▶ **Task goal**
Each entry must be reproduced precisely as it stands.

:: Record extracts

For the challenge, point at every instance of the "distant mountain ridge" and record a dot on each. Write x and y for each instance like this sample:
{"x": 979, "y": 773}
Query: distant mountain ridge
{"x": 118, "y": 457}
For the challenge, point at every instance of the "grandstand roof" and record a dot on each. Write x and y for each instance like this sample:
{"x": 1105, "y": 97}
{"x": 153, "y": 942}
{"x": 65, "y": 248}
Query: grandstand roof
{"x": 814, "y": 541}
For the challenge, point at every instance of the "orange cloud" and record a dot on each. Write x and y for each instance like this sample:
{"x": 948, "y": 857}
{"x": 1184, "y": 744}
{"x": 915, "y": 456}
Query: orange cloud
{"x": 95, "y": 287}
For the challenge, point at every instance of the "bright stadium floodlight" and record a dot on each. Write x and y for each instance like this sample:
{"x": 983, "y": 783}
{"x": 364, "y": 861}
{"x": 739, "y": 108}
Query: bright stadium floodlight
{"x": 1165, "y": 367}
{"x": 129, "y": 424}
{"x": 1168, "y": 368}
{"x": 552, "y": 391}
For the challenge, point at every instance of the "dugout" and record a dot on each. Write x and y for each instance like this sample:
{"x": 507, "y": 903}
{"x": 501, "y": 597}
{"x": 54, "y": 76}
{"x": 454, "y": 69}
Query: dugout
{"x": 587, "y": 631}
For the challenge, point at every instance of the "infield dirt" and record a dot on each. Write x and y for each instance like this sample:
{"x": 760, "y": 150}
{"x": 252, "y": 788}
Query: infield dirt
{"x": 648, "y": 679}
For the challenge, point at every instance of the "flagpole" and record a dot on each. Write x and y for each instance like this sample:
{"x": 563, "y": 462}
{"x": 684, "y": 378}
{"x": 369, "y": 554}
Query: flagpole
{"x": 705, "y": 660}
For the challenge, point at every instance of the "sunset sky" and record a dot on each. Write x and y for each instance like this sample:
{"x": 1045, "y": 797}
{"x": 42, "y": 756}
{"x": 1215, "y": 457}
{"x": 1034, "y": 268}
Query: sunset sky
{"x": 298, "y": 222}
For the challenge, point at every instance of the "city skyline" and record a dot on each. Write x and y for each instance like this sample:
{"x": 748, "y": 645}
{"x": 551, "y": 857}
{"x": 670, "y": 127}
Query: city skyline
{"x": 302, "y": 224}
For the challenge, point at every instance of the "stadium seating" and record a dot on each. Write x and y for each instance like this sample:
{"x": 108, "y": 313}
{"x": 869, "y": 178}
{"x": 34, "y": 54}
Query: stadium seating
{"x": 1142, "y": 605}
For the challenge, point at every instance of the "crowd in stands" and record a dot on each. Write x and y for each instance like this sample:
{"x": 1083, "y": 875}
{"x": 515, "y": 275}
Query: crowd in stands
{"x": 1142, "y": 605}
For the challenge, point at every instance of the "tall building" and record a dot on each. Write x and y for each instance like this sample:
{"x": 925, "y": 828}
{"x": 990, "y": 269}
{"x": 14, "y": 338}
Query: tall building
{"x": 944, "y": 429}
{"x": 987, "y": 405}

::::

▶ **Correct output**
For the challenge, point at every instance of the "distant mountain ridge" and record a dot on each. Write x and y for each instance like this sample:
{"x": 979, "y": 773}
Query: distant mountain ridge
{"x": 118, "y": 457}
For the challenge, point at every instance of the "grandstand roof" and record a dot on each. Write x and y for each instance like this sample:
{"x": 1105, "y": 97}
{"x": 153, "y": 942}
{"x": 65, "y": 248}
Query: grandstand roof
{"x": 814, "y": 541}
For the challenge, point at every instance of the "orange cloud" and record a dot on each. Write x and y for each instance like this sample:
{"x": 948, "y": 857}
{"x": 1184, "y": 744}
{"x": 915, "y": 456}
Query: orange cloud
{"x": 95, "y": 287}
For the challenge, point at every instance of the "bright stadium floodlight" and record a dot on each. Write x and y for each instance like this sample:
{"x": 983, "y": 783}
{"x": 364, "y": 861}
{"x": 739, "y": 108}
Query: bright stadium floodlight
{"x": 1165, "y": 367}
{"x": 129, "y": 424}
{"x": 1168, "y": 368}
{"x": 552, "y": 391}
For the challenge, point at every instance of the "dugout" and record a dot on each. Write x and y for each instance like this sample:
{"x": 507, "y": 903}
{"x": 501, "y": 597}
{"x": 54, "y": 76}
{"x": 454, "y": 69}
Query: dugout
{"x": 587, "y": 631}
For the challenge, point at every instance of the "infield dirt" and record a dot on each. Write x and y for each instance like this sample:
{"x": 760, "y": 150}
{"x": 252, "y": 788}
Query: infield dirt
{"x": 648, "y": 679}
For the challenge, point at every instance of the "flagpole" and record a dot on each. Write x and y for each instance like this sample:
{"x": 563, "y": 462}
{"x": 684, "y": 378}
{"x": 369, "y": 554}
Query: flagpole
{"x": 705, "y": 660}
For the challenge, point at every instance of the "sunset sky" and record a dot on each. Write x and y for each instance like this sample:
{"x": 1045, "y": 797}
{"x": 42, "y": 756}
{"x": 1215, "y": 457}
{"x": 1034, "y": 268}
Query: sunset sky
{"x": 298, "y": 222}
For the challenge, point at every instance of the "city skyline" and record a dot on each. Write x and y for each instance like this sample:
{"x": 748, "y": 645}
{"x": 551, "y": 857}
{"x": 670, "y": 127}
Query: city skyline
{"x": 302, "y": 224}
For the challenge, point at every instance of the "stadium seating" and record a dot on each. Write x and y for each instance like this sample:
{"x": 108, "y": 313}
{"x": 869, "y": 178}
{"x": 34, "y": 54}
Query: stadium seating
{"x": 1142, "y": 605}
For the challenge, point at every instance of the "crowd in stands" and record a dot on each. Write x and y for each instance like this sample:
{"x": 1083, "y": 875}
{"x": 515, "y": 275}
Query: crowd in stands
{"x": 1142, "y": 605}
For the challenge, point at every instance of the "tall building" and record a dot on each. Write x and y for each instance like this sample:
{"x": 925, "y": 828}
{"x": 990, "y": 269}
{"x": 14, "y": 338}
Query: tall building
{"x": 944, "y": 429}
{"x": 987, "y": 405}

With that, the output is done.